═══ Material for this task

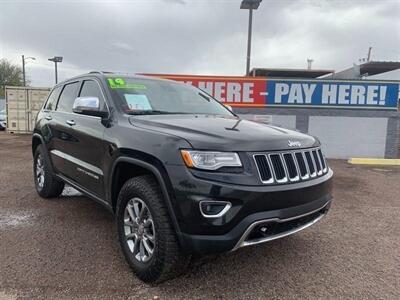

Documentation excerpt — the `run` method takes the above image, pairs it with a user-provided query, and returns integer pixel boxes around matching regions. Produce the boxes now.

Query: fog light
[199,201,231,218]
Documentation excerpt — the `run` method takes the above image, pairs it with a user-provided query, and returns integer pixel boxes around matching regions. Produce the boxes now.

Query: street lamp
[240,0,262,76]
[21,55,36,86]
[48,56,63,84]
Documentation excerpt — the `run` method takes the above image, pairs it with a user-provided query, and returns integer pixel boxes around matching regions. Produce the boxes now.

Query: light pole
[21,55,36,86]
[48,56,63,84]
[240,0,262,76]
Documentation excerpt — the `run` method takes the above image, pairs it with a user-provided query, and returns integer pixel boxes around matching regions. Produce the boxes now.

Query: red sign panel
[144,74,268,107]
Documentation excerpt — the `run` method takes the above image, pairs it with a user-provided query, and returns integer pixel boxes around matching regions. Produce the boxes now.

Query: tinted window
[107,77,233,116]
[44,86,62,110]
[57,82,79,112]
[79,80,106,110]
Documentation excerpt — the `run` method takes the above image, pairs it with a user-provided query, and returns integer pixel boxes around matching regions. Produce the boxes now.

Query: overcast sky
[0,0,399,87]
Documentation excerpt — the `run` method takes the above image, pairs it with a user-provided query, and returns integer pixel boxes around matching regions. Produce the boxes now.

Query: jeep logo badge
[288,140,302,147]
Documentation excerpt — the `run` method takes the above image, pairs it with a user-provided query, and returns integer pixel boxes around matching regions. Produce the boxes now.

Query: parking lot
[0,132,399,299]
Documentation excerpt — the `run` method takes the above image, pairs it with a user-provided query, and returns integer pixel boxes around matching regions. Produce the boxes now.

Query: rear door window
[44,86,62,110]
[56,82,80,112]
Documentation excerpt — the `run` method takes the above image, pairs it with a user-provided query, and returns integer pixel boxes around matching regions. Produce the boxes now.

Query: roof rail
[88,71,114,75]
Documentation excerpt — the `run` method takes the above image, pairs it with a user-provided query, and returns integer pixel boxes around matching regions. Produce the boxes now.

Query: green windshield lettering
[108,78,147,89]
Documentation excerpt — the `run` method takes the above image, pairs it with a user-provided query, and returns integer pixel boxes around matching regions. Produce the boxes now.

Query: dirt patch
[0,133,399,299]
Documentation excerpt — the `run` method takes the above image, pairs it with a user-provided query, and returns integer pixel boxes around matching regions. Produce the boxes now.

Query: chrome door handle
[66,120,76,126]
[45,115,52,121]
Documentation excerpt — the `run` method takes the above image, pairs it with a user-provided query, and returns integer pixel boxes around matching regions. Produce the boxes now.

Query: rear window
[44,86,62,110]
[56,82,80,112]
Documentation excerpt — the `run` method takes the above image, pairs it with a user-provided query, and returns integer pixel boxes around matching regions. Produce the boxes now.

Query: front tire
[33,145,64,198]
[116,175,190,283]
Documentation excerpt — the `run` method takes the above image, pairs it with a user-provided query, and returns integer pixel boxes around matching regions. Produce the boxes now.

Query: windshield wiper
[198,93,211,102]
[127,110,190,115]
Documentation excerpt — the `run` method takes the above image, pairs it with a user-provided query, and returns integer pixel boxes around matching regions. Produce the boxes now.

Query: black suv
[32,72,333,283]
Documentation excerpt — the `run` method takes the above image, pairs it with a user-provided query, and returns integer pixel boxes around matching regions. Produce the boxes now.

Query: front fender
[108,156,184,247]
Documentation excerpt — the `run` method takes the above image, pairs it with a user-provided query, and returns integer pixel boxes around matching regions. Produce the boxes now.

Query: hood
[129,115,318,152]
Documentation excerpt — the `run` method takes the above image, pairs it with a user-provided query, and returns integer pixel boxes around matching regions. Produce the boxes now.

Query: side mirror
[72,97,108,118]
[225,104,233,112]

══════

* Work to complete: Nothing but the pictures should be left out when the listing above is transcribed.

* Answer section:
Documentation excerpt — the `run` method takes the above image, pairs it with a user-provided query, and returns integer pixel boxes around matching regions. Produce the boxes now.

Query: fog light
[199,201,231,218]
Documentation excerpt — the `run` method takes the above image, pairs it with a user-provided query, and returns integer pixel boxes around matching regions. Produce the boxes now.

Query: street lamp
[240,0,262,76]
[21,55,36,86]
[48,56,63,84]
Documentation excerpt — the `run` method takes the above image, pairs it with a user-provided query, and returns integer pixel boxes around matching regions. Produce the boxes now.

Query: light pole
[21,55,36,86]
[48,56,63,84]
[240,0,262,76]
Documentation excerpt — the `run` method takes the above image, pairs it with a user-provided query, and returns integer pixel boxes around matching regions. Produce the boxes now.

Query: red sign panel
[144,74,268,107]
Documentation excerpt — the `run` method takes the above image, pairs it with a user-provided query, and returns integer pixel boxes around matching regions. Produce the boxes now.

Query: tinted window
[107,77,233,116]
[44,86,62,110]
[57,82,79,112]
[79,80,106,110]
Documentation excerpt — the `run` method takes the above image, pairs it with a user-provided query, and returns integer pixel boxes around matching regions. Produce the boxes now.

Query: overcast sky
[0,0,399,87]
Documentation excerpt — the `run` method takes the above image, pairs it with a user-provided query, and returns integer pixel boxes around matching regions. Produce the boxes now.

Query: jeep logo badge
[288,140,302,147]
Documentation excerpt — the `run` method takes the above image, pairs it with a user-provided query, and returns integer pixel boxes around matching regions. Produce the boxes now.

Query: parking lot
[0,132,399,299]
Documentation excerpt — the `run` method takes the above image, pairs it with a user-provided query, and returns integer pixel boxes around matching regions. Produce the boxes now.

Query: rear door window
[44,86,62,110]
[56,82,80,112]
Documentation excerpt — the `run` method takes the above image, pairs it with a user-provided query, and returns integer pixel boxes around matching regions. Produce the boxes now.

Query: roof rail
[88,71,114,75]
Documentation excerpt — the `run` method takes the above image, pairs it with a user-provided query, and returns integer pixel boxes around matching regions. Produce the boxes now.

Query: green windshield lettering
[108,78,147,89]
Documentation excerpt — the `run` method takes the above image, pairs it with a user-provided query, and returns integer pixel boxes around matching regions. Produce the boxes now.

Query: dirt patch
[0,133,399,299]
Documentation excerpt — the `run` method takes the above image, pairs it with a user-provided query, and returns integer pixel boxes around matching regions. Produce the boxes now.

Query: chrome door handle
[66,120,76,126]
[45,115,52,121]
Documentation excerpt — the `run` method takes the above image, pairs it with a user-provided query, and returns integer pixel boxes around matching regions. Produce the boxes now.

Query: rear window
[44,86,62,110]
[56,82,80,112]
Documentation excerpt — the `run` method takes the above image, pairs it with a user-provided query, and returns integer pixel boxes around matching regions. Produce the boxes now.

Query: front tire
[33,145,64,198]
[116,175,190,283]
Documentation excerpt — the `run` method takes the above image, pairs it with a user-provided query, and returns integer pixel boxes around matching regions. Produce the boxes now.

Query: windshield wiper
[198,93,211,102]
[127,110,190,115]
Documentation excerpt — the `run` method takes the above image, pairs it with a user-provided query, and returns integer pixel boxes around matching regions. Produce the boxes now.

Query: black suv
[32,72,333,283]
Documentation excerpt — the `run` method takes the above image, pairs it with a user-provided query, and returns integer pixel boxes around matching regions. Produce the boxes now.

Query: front fender
[108,156,184,247]
Documentation excerpt — the `run` method takes the above image, pairs it with a user-provided query, and returns integer pixel boxes around matching regions. Produce the boxes now.

Query: hood
[129,115,318,152]
Documentation excerpt — the `run` method takes the above image, pairs it with a user-provided query, and returns integer pixel boxes around matching regions. Produce the boxes now.

Query: side mirror
[72,97,108,118]
[225,104,233,112]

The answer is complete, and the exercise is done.